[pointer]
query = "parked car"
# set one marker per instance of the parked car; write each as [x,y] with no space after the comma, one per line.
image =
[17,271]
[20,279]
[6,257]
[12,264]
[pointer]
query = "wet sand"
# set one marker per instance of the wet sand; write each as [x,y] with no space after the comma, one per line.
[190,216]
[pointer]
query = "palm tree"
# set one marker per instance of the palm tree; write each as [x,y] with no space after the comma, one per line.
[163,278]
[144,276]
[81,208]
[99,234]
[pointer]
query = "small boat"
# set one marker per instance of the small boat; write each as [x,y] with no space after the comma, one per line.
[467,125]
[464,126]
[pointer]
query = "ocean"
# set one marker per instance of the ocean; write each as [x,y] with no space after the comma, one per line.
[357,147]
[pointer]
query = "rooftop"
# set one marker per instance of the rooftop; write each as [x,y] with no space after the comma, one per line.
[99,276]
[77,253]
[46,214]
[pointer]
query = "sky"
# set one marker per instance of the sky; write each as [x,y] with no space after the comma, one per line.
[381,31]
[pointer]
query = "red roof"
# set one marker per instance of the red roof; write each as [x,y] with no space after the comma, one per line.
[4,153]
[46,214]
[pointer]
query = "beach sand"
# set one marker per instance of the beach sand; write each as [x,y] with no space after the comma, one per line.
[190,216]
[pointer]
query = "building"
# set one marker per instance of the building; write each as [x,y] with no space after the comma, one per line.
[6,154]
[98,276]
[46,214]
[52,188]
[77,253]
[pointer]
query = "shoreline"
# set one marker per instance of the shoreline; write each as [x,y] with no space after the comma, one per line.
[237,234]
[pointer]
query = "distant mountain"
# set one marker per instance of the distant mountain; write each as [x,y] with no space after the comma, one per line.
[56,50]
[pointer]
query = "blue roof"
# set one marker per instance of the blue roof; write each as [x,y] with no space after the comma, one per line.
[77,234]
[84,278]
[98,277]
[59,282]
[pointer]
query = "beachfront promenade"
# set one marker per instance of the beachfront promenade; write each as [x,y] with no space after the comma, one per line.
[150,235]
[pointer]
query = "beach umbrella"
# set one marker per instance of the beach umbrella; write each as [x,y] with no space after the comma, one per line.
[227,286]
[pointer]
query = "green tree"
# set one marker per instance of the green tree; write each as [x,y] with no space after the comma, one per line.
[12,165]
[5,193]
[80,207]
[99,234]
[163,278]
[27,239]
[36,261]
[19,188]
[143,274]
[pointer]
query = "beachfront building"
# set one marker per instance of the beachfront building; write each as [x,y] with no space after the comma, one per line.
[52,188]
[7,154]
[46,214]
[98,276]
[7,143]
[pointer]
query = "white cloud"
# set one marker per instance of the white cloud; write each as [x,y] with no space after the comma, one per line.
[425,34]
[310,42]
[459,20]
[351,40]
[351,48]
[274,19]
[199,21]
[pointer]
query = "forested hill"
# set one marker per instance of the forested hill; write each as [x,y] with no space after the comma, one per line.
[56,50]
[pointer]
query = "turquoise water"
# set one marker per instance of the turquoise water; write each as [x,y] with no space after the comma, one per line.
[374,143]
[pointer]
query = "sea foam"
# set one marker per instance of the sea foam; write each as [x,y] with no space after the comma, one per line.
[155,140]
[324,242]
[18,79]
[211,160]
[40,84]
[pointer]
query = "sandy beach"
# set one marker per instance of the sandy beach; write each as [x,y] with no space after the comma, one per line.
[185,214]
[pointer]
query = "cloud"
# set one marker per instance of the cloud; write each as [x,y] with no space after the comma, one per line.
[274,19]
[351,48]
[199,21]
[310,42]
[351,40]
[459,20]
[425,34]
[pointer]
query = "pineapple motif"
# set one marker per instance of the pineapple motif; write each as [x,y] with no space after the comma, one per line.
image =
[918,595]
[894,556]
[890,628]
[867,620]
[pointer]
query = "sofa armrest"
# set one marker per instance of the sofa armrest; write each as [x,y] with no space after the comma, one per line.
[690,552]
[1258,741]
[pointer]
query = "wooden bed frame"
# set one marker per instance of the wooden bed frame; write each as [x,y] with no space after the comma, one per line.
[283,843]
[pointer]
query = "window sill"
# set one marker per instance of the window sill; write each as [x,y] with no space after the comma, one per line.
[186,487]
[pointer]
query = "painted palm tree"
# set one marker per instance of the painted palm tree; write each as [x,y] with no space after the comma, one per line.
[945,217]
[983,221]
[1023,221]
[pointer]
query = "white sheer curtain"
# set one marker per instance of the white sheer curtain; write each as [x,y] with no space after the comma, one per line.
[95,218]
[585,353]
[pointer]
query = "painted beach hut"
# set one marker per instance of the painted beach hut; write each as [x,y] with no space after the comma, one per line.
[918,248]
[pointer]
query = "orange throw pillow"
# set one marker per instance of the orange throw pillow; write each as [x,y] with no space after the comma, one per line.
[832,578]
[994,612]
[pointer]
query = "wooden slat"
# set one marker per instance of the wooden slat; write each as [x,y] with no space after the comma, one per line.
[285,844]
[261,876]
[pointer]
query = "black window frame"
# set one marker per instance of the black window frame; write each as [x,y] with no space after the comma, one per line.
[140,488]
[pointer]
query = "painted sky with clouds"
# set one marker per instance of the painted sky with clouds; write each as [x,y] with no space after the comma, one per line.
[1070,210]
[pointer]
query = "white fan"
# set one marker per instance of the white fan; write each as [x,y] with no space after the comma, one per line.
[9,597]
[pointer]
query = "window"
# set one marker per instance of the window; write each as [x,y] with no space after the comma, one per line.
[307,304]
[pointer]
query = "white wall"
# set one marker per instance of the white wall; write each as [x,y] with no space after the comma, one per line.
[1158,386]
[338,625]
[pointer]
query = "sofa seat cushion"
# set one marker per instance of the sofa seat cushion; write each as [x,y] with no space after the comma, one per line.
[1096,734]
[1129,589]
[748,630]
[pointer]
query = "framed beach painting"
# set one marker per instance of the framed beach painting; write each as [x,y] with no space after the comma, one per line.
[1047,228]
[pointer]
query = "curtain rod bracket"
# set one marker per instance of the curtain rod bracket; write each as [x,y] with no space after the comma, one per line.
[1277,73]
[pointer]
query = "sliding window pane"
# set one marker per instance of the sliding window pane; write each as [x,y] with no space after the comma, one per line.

______________________________

→ GIVEN TASK: Count how many lines of the data above contain the word "pineapple", treating uppercase and lowercase as different. Reply with the number only.

→ RESULT FOR THIS EXERCISE: 2